### [PROMPT]
The word "wall" marks the lines to find; copy every such line from the data below.
=======
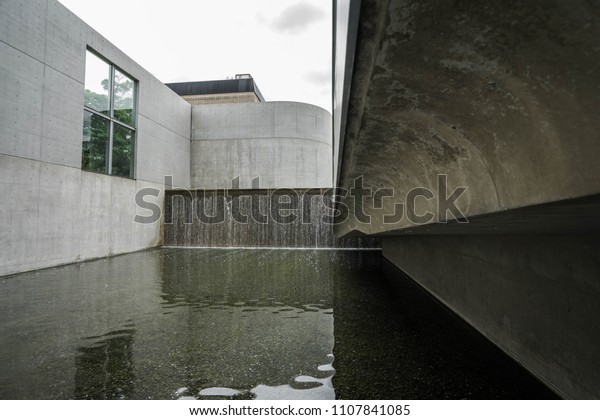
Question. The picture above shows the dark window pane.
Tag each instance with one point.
(95, 143)
(97, 76)
(123, 143)
(124, 89)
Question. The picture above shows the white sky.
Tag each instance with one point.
(284, 44)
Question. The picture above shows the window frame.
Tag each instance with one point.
(111, 117)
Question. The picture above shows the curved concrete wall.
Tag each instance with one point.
(286, 144)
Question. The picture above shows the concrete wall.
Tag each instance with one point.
(500, 97)
(52, 212)
(221, 98)
(254, 218)
(535, 296)
(286, 144)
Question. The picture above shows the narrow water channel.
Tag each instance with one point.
(240, 324)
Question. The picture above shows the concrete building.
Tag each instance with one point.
(59, 79)
(486, 112)
(242, 88)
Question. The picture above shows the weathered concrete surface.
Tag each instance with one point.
(54, 213)
(535, 296)
(285, 144)
(500, 96)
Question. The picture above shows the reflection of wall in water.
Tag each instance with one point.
(105, 368)
(251, 317)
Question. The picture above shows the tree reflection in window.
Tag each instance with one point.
(109, 119)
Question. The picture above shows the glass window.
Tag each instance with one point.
(109, 119)
(122, 158)
(123, 88)
(95, 142)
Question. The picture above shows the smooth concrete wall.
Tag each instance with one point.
(535, 296)
(286, 144)
(52, 211)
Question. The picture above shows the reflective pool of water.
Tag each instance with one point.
(238, 324)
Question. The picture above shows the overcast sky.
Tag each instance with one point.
(284, 44)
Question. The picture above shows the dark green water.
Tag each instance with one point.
(268, 324)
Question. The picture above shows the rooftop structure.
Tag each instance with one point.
(242, 88)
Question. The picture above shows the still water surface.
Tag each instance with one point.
(264, 324)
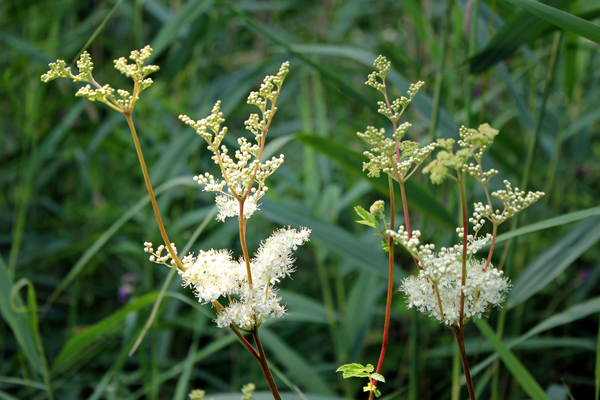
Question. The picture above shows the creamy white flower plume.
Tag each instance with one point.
(214, 274)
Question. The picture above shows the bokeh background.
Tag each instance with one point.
(76, 288)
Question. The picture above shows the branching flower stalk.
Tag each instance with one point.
(453, 286)
(123, 103)
(247, 284)
(399, 159)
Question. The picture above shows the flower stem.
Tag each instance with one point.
(161, 226)
(388, 304)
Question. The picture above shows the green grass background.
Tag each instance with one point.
(74, 214)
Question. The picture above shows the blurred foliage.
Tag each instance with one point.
(73, 217)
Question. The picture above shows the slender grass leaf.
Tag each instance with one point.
(114, 228)
(269, 396)
(335, 238)
(597, 371)
(417, 196)
(552, 262)
(422, 102)
(518, 29)
(17, 321)
(189, 13)
(182, 390)
(175, 371)
(6, 396)
(303, 309)
(362, 299)
(518, 371)
(22, 382)
(296, 366)
(74, 348)
(566, 21)
(577, 312)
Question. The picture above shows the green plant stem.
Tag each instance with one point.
(161, 226)
(265, 366)
(460, 341)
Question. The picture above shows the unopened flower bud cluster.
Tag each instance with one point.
(395, 157)
(105, 94)
(514, 201)
(244, 170)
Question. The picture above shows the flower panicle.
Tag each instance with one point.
(243, 174)
(93, 91)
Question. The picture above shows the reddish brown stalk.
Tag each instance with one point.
(265, 366)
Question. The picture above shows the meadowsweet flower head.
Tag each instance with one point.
(442, 273)
(214, 274)
(105, 93)
(244, 174)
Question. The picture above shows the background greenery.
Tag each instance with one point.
(74, 216)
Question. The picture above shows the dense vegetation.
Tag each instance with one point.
(76, 288)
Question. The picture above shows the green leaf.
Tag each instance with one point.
(562, 19)
(518, 371)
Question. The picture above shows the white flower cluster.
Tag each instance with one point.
(442, 276)
(244, 174)
(213, 274)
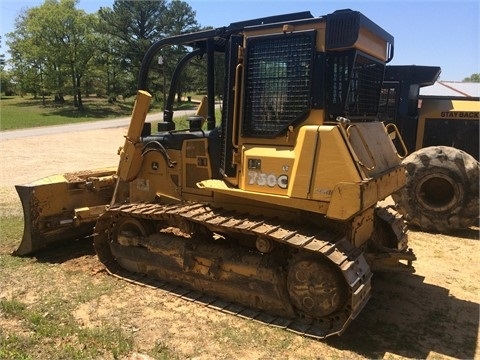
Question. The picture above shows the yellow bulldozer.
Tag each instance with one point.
(274, 213)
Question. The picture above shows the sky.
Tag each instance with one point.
(427, 32)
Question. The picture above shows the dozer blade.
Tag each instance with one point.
(63, 207)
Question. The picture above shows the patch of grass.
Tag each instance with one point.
(11, 228)
(50, 329)
(26, 112)
(162, 351)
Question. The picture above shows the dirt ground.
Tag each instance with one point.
(433, 313)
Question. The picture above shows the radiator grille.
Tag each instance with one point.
(278, 82)
(355, 84)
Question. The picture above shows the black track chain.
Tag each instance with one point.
(338, 250)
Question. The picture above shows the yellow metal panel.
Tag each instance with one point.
(373, 147)
(333, 163)
(444, 109)
(305, 148)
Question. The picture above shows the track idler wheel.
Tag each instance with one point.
(316, 288)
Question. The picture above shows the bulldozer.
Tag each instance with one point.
(441, 135)
(276, 212)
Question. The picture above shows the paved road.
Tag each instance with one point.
(90, 125)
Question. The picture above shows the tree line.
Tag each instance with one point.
(58, 49)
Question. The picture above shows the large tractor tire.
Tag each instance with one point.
(441, 191)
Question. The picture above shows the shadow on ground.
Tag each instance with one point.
(405, 316)
(410, 318)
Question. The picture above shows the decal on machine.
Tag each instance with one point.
(270, 180)
(143, 184)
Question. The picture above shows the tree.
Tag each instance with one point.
(472, 78)
(133, 26)
(51, 43)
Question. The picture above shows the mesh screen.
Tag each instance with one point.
(278, 82)
(355, 84)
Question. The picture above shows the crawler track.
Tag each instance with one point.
(311, 242)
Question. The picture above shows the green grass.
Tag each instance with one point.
(25, 112)
(49, 329)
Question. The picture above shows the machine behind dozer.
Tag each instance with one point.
(277, 208)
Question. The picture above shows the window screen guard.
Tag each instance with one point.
(278, 82)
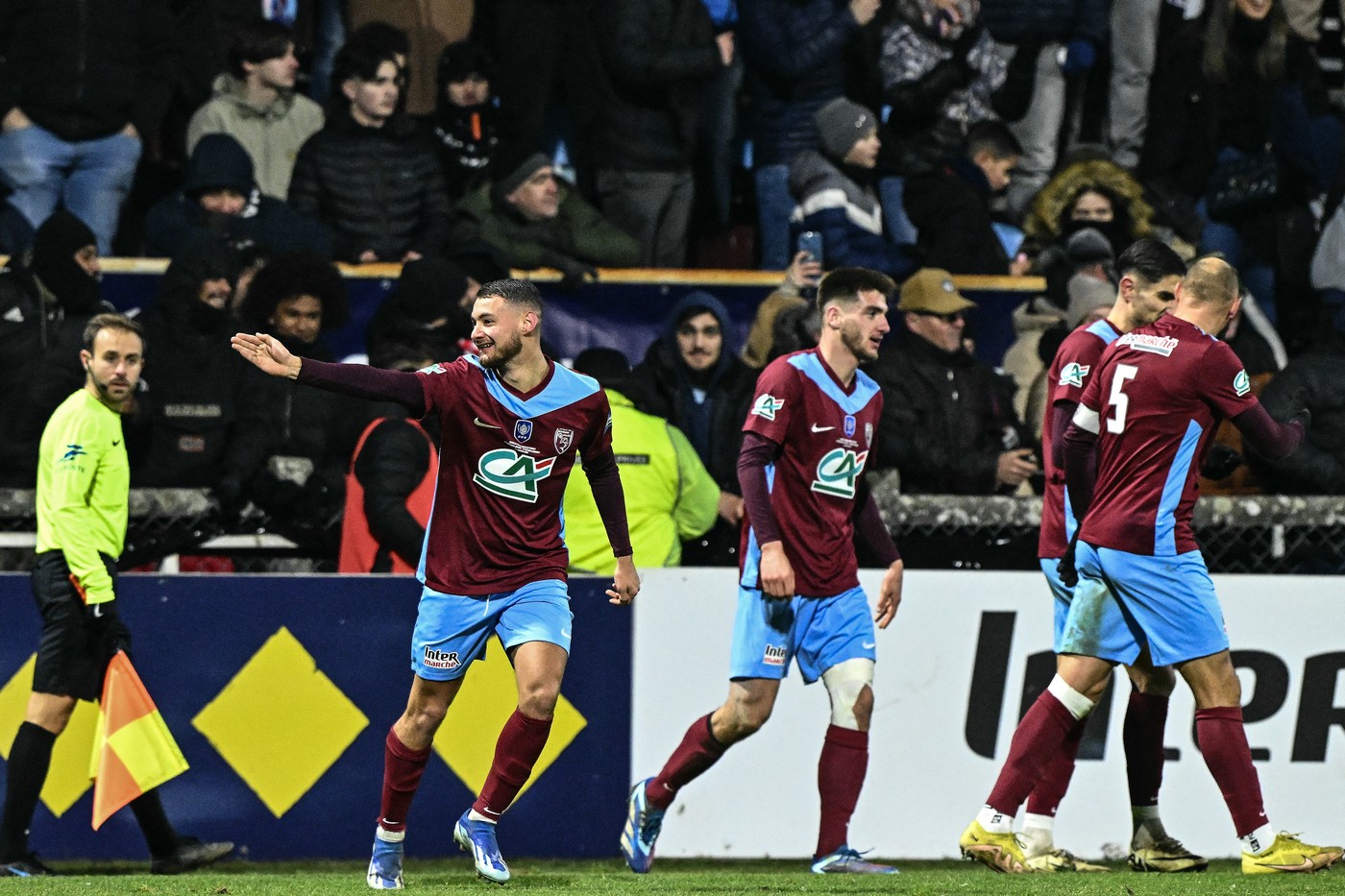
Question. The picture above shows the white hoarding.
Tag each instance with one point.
(939, 738)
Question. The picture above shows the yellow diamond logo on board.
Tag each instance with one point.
(280, 722)
(69, 777)
(467, 738)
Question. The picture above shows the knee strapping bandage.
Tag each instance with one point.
(844, 682)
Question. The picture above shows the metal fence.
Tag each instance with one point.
(1239, 534)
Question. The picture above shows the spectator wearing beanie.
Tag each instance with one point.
(836, 195)
(221, 200)
(429, 305)
(530, 218)
(463, 121)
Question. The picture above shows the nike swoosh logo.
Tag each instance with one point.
(1308, 864)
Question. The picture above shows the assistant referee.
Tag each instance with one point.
(84, 490)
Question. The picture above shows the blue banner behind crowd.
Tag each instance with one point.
(625, 315)
(280, 691)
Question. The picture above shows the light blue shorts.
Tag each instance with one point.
(818, 633)
(1167, 604)
(452, 630)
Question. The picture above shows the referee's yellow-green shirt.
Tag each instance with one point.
(84, 490)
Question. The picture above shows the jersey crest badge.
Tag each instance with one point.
(767, 406)
(508, 473)
(1073, 375)
(1241, 383)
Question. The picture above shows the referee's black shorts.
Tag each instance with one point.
(76, 646)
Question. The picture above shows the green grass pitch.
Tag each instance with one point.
(695, 878)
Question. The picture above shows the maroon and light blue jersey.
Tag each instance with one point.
(1075, 361)
(1154, 401)
(824, 436)
(503, 463)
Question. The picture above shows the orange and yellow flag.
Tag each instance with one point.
(132, 751)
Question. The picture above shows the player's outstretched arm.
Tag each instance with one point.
(625, 581)
(890, 593)
(266, 354)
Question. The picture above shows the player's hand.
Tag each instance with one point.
(890, 593)
(266, 352)
(776, 576)
(625, 581)
(730, 507)
(1015, 466)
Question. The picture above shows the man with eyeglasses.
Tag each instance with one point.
(948, 426)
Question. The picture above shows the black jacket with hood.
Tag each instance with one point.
(219, 161)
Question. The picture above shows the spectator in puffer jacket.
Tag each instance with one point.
(795, 64)
(369, 174)
(836, 195)
(219, 198)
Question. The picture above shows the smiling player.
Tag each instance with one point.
(494, 560)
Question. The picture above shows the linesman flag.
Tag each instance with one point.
(132, 748)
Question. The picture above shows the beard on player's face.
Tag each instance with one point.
(498, 352)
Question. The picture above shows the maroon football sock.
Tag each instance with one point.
(1223, 740)
(517, 750)
(692, 758)
(844, 759)
(1056, 774)
(403, 770)
(1039, 736)
(1146, 714)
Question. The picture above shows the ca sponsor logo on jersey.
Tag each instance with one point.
(838, 472)
(441, 658)
(1241, 383)
(1073, 375)
(767, 406)
(511, 475)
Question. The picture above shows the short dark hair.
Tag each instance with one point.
(256, 42)
(1150, 260)
(844, 285)
(994, 137)
(521, 294)
(111, 321)
(296, 274)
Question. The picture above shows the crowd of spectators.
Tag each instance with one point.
(924, 138)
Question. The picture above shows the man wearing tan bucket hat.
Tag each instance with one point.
(947, 425)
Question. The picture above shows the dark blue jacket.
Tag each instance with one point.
(795, 62)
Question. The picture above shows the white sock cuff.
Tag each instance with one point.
(1072, 700)
(1039, 822)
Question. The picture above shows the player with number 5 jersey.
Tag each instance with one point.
(809, 436)
(494, 560)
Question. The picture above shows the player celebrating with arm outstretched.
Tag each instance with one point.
(494, 560)
(807, 437)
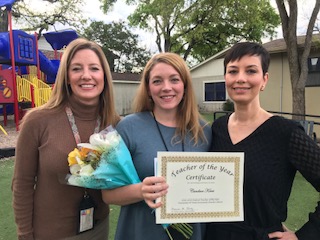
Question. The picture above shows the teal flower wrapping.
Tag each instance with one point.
(103, 163)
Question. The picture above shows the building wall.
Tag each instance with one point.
(124, 92)
(276, 97)
(212, 71)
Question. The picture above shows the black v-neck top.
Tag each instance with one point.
(273, 153)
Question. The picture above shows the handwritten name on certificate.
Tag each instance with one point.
(203, 187)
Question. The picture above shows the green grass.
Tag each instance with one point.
(8, 227)
(303, 200)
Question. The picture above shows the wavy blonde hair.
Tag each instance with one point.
(188, 116)
(61, 92)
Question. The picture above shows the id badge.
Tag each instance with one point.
(86, 212)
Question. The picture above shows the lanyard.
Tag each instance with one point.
(164, 143)
(74, 126)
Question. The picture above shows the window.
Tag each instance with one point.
(214, 91)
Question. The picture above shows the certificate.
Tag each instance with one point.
(203, 187)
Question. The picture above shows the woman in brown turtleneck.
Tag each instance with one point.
(82, 98)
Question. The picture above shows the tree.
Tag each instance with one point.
(297, 58)
(201, 28)
(119, 44)
(65, 12)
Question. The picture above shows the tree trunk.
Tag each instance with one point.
(3, 20)
(298, 102)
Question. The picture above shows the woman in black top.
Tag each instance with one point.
(275, 148)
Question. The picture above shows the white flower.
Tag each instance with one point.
(86, 170)
(102, 141)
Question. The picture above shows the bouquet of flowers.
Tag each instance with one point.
(105, 163)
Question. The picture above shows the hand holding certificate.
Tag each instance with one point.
(203, 187)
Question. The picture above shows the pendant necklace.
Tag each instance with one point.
(164, 143)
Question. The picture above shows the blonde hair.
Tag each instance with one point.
(61, 92)
(188, 116)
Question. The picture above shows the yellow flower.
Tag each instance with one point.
(72, 157)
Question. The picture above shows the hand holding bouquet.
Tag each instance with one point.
(105, 163)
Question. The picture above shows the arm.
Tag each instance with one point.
(23, 182)
(305, 156)
(149, 190)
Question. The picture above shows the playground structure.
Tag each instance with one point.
(26, 74)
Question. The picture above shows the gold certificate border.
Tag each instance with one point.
(204, 159)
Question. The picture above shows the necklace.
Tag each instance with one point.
(74, 126)
(164, 143)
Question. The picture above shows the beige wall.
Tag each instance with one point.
(276, 97)
(278, 94)
(209, 72)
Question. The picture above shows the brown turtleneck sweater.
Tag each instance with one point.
(47, 209)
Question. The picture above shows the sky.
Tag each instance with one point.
(121, 11)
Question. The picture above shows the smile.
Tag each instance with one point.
(167, 97)
(87, 85)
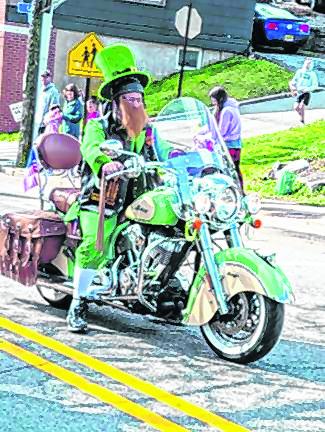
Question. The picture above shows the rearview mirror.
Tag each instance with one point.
(112, 147)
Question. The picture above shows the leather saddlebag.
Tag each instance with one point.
(27, 240)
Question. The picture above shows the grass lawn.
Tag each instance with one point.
(243, 78)
(261, 152)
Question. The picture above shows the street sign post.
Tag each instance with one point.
(25, 8)
(17, 111)
(181, 19)
(188, 23)
(80, 60)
=======
### [WRITTEN ANSWER]
Question. The picture above shows the curved concrete wall.
Question. The picture above shows the concrete wall.
Question. The picture above shows the reflection of wall in water.
Question. The picture above shows the smooth concrete wall.
Question. The picture above shows the building wall.
Question. The picture above shows the beige wall.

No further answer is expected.